### What is required:
Repeat only the lines from the one holding "Where can you see the street lamp" down to the last line of the listing below, including both of those lines.

### Input rows:

.....

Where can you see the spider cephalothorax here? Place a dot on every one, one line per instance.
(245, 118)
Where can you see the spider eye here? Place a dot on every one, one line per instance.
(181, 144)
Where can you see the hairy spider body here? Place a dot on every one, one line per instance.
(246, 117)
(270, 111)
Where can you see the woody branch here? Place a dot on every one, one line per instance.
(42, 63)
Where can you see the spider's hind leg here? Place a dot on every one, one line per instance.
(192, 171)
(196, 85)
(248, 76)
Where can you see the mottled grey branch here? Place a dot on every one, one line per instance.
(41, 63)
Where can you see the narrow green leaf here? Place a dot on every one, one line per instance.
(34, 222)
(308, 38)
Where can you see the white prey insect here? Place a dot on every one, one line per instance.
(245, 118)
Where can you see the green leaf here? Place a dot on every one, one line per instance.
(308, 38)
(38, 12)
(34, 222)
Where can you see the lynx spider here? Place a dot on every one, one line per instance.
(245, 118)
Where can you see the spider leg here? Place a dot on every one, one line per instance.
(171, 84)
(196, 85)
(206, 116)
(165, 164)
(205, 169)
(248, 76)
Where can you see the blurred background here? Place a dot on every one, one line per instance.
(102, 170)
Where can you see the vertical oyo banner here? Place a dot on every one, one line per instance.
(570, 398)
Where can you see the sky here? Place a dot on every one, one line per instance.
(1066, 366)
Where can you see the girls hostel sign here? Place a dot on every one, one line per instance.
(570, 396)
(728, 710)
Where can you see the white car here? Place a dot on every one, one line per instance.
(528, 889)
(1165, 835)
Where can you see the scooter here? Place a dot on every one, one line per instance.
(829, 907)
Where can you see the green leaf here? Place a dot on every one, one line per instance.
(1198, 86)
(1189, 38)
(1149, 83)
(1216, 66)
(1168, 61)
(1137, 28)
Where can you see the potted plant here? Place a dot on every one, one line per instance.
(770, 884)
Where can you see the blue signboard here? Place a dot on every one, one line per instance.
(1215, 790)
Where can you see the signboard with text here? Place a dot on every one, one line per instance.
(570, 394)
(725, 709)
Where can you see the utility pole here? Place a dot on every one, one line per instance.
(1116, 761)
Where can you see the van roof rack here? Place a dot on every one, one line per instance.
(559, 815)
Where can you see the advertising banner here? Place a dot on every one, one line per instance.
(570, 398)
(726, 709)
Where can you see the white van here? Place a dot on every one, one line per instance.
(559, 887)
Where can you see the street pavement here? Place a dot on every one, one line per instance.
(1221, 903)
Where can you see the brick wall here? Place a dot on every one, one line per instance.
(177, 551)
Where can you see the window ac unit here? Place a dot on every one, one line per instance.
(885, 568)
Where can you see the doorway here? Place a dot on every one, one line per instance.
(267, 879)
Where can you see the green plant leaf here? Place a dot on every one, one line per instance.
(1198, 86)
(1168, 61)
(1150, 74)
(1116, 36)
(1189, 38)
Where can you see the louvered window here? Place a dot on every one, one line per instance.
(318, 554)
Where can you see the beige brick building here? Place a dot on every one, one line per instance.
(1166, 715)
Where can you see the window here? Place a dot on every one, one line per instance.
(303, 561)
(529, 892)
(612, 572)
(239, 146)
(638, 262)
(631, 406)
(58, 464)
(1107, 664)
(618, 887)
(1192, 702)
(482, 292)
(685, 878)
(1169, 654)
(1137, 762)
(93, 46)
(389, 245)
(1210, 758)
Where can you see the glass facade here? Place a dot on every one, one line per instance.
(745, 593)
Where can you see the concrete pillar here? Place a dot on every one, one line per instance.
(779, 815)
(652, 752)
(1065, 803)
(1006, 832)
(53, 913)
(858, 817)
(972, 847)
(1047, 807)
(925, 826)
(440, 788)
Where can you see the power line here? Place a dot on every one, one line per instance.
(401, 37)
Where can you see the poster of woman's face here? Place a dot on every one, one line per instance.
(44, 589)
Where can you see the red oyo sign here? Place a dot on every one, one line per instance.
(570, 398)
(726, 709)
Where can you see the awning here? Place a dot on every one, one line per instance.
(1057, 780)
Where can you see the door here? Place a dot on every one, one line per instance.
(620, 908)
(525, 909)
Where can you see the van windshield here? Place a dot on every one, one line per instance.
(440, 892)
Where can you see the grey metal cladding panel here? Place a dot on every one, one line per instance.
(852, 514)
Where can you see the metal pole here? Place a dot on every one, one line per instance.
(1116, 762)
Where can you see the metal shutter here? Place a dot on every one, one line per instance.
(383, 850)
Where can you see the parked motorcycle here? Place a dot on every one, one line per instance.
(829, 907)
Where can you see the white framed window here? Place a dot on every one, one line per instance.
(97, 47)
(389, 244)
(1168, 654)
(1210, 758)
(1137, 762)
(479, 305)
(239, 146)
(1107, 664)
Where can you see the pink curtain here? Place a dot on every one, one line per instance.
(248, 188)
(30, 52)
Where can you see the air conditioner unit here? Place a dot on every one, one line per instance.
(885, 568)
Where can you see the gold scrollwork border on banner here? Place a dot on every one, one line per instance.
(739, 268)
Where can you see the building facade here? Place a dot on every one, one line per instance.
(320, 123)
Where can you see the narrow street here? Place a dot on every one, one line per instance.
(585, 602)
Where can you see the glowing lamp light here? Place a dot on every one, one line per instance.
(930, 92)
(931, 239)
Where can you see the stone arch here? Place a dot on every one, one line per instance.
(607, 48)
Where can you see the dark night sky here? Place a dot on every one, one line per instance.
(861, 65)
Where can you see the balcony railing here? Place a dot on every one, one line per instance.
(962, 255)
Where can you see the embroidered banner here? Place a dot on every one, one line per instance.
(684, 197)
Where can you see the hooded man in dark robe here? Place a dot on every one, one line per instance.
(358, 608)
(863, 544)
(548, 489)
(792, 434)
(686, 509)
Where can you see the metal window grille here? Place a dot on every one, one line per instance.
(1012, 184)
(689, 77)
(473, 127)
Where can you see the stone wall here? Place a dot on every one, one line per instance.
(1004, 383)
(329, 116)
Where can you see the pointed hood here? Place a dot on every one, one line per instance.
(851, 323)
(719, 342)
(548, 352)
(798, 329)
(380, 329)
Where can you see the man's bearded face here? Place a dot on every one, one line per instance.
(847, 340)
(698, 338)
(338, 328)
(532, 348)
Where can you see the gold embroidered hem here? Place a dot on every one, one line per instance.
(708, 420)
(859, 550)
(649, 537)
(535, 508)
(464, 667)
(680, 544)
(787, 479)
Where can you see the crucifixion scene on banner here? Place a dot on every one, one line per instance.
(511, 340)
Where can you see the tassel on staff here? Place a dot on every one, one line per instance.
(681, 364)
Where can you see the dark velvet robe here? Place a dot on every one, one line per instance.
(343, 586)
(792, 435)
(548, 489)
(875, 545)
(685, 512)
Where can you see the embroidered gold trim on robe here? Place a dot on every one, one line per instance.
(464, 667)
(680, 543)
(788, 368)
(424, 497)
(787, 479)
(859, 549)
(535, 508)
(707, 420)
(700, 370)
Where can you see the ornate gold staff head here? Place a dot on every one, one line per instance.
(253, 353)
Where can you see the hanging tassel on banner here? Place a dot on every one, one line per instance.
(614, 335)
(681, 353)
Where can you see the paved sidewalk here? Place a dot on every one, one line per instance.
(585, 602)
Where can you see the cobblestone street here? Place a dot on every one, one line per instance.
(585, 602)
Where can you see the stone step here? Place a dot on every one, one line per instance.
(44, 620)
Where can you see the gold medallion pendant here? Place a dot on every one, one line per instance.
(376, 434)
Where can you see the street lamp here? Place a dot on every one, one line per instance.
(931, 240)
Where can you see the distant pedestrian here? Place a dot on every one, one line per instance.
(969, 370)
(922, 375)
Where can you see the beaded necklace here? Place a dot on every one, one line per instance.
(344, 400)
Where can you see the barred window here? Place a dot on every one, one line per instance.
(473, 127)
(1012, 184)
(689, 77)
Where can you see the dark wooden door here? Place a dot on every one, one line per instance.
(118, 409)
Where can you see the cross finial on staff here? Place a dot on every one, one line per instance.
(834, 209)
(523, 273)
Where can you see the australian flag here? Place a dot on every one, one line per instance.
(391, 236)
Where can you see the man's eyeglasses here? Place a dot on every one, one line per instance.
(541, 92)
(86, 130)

.....

### Response to this task:
Where can you see the street lamp here? Place a dot on every one, one line per instance.
(931, 240)
Where can you see the distant pedestrian here? Place a dot on every one, one line per instance.
(969, 370)
(922, 375)
Where can you see the beaded necklace here? Place a dot on every one, one line per instance.
(344, 400)
Where can you see the barred window here? Place a dot on every one, one line per instance.
(473, 127)
(1012, 184)
(689, 77)
Where can you see the dark wooden door here? Place a dot on every one, one line per instance.
(118, 409)
Where can you see the cross finial on staff here? Place a dot on every one, one line per instance.
(834, 209)
(523, 273)
Where can you see the australian flag here? Place a dot on every one, one line per instance.
(391, 236)
Where can you see the man's eyeglasses here? Place a dot on every one, one line per instance.
(541, 92)
(86, 130)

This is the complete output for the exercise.